>>>
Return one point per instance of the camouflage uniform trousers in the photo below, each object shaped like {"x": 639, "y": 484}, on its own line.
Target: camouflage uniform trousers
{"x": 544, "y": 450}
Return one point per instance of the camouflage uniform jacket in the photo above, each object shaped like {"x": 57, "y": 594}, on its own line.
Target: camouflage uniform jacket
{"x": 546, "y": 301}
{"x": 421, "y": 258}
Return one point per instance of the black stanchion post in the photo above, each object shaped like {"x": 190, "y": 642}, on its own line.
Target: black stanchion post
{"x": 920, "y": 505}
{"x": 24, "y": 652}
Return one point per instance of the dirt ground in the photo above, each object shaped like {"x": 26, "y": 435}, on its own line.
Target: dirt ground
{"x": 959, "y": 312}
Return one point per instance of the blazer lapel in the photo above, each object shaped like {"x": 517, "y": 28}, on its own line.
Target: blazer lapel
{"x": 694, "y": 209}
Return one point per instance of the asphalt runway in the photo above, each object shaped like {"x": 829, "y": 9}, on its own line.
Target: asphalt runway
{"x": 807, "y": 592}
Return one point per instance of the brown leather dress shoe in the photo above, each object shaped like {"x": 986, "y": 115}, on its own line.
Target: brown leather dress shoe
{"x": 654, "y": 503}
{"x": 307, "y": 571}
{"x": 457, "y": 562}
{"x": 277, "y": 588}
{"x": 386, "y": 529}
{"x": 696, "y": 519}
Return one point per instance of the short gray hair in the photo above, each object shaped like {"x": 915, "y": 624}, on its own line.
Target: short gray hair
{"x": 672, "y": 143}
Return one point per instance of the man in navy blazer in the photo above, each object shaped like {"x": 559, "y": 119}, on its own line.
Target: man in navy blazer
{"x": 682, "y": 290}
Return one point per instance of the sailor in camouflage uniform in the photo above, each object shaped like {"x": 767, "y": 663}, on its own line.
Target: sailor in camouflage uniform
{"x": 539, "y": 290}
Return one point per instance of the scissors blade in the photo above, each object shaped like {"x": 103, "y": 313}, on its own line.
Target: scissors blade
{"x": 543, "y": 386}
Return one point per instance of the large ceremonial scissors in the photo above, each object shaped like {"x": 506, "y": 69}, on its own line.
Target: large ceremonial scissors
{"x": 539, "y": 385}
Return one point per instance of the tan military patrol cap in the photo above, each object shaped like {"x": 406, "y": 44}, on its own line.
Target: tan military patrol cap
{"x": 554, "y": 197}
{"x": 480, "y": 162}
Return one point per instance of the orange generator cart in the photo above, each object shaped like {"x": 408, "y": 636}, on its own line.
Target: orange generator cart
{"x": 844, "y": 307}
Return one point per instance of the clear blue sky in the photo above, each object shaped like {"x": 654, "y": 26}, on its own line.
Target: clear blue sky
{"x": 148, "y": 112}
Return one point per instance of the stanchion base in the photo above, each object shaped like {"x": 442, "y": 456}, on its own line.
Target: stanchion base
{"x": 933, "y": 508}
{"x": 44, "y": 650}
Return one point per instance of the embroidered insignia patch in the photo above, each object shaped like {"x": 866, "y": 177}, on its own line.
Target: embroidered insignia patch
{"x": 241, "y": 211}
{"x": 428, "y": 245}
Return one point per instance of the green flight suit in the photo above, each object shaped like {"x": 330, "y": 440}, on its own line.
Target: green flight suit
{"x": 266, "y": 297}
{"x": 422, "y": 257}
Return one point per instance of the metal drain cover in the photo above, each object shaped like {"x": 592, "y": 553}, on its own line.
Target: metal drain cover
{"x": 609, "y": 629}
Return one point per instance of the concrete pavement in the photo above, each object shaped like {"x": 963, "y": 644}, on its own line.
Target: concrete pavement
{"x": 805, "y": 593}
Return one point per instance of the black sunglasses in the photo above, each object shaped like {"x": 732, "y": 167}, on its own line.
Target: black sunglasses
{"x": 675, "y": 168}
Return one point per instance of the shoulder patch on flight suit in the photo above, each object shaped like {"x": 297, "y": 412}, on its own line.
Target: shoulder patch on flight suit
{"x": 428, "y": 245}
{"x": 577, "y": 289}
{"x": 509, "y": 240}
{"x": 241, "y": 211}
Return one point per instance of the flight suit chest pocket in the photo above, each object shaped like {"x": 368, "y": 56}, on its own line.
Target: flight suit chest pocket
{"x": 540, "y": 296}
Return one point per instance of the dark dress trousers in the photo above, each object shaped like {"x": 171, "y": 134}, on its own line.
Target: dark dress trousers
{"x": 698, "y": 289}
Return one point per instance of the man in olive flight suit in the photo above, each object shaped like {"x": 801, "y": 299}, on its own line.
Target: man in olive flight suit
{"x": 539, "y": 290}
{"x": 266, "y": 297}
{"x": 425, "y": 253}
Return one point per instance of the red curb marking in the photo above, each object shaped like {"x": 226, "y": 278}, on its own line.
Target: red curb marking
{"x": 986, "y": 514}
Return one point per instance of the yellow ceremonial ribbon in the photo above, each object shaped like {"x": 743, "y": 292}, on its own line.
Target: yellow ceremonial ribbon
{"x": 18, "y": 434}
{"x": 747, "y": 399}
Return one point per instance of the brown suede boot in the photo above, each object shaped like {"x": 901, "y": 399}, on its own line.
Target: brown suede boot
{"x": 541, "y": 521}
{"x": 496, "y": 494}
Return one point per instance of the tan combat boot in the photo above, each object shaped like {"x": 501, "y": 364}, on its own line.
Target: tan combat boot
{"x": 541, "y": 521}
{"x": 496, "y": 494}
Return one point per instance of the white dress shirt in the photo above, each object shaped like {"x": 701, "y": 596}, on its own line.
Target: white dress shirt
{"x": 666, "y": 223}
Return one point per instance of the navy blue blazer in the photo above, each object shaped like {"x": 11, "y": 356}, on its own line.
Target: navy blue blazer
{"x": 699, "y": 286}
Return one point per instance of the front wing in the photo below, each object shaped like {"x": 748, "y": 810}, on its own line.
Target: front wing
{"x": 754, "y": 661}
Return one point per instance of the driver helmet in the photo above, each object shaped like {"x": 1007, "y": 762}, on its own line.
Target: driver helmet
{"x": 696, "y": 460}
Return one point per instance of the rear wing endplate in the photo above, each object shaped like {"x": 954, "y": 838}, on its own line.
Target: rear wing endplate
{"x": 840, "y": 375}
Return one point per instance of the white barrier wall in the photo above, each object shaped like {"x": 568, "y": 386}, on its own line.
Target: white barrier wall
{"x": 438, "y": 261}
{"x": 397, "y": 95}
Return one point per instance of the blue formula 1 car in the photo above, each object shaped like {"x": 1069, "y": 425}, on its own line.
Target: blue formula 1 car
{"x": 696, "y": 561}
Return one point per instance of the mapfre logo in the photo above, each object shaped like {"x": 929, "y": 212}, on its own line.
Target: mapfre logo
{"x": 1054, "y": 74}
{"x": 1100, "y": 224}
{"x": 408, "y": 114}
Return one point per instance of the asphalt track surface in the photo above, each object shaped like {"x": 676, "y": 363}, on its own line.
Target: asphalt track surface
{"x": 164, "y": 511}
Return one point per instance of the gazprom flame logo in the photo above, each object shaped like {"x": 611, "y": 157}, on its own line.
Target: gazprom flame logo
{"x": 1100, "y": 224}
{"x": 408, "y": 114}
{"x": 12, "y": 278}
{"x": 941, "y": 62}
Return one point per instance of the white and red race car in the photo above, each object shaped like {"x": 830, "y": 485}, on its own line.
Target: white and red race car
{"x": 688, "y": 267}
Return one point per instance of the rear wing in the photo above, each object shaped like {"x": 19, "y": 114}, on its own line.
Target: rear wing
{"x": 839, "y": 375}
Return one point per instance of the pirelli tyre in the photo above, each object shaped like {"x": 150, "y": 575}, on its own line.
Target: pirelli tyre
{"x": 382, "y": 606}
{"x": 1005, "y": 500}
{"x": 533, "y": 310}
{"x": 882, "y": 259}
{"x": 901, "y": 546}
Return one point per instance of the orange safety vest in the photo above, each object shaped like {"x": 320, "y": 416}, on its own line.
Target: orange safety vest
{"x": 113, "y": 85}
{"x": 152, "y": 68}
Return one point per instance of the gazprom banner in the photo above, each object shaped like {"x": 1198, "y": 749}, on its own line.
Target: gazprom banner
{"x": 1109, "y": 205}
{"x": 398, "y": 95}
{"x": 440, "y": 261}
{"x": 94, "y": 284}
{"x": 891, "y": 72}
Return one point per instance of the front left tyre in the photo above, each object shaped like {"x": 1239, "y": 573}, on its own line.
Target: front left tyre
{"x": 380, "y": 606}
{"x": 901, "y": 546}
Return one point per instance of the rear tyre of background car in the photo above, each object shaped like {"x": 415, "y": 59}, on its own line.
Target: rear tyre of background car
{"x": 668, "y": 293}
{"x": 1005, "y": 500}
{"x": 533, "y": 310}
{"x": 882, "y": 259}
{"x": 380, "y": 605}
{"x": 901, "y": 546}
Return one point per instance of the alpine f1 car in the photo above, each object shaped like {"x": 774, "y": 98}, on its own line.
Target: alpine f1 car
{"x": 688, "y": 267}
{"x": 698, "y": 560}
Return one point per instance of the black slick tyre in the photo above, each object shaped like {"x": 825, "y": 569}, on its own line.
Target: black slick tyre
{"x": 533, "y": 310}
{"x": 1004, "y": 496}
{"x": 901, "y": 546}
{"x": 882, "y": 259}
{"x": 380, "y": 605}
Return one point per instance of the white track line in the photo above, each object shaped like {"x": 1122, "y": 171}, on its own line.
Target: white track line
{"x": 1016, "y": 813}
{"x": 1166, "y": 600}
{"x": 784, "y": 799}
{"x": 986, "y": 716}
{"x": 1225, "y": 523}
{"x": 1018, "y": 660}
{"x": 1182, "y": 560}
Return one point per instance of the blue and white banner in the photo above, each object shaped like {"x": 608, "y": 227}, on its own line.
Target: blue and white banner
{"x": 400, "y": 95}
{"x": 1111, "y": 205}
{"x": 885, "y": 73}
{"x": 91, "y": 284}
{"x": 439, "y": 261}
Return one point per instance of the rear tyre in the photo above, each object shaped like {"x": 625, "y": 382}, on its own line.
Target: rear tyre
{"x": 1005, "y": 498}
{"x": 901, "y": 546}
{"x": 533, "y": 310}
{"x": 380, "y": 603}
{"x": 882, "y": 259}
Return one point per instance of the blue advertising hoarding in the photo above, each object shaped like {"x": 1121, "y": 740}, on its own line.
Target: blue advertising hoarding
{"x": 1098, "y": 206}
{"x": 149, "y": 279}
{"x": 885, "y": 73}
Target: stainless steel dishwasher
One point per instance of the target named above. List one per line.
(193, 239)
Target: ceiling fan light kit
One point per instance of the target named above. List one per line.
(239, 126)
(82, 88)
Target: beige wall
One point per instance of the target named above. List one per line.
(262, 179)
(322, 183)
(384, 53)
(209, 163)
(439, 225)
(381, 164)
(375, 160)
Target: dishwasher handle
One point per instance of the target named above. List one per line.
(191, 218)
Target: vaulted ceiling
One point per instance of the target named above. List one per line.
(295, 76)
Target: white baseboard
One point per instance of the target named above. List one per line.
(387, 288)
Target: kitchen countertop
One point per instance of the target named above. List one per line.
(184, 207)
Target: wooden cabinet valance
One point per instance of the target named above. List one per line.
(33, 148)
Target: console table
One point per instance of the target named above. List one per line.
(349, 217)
<<<
What is asked: Repeat exactly, and only, the lines from the one containing "Target: beige wall" through the end of the material.

Reply:
Target: beige wall
One point per instance of the target named above. List one per line.
(262, 179)
(322, 183)
(384, 53)
(209, 163)
(439, 225)
(381, 164)
(375, 160)
Target: dishwasher handle
One point per instance of the target named above. List one per line.
(191, 218)
Target: vaulted ceiling
One point per instance of the target named above. List one per line.
(295, 76)
Target: white baseboard
One point per instance of the target named above. List one per line.
(387, 288)
Target: kitchen countertop
One point per instance of the target named above. List one per line.
(184, 207)
Target: wooden cabinet valance
One point per instance of the target named above. List one per line.
(33, 148)
Target: console table
One point per instance of the target named above. List one per line.
(349, 217)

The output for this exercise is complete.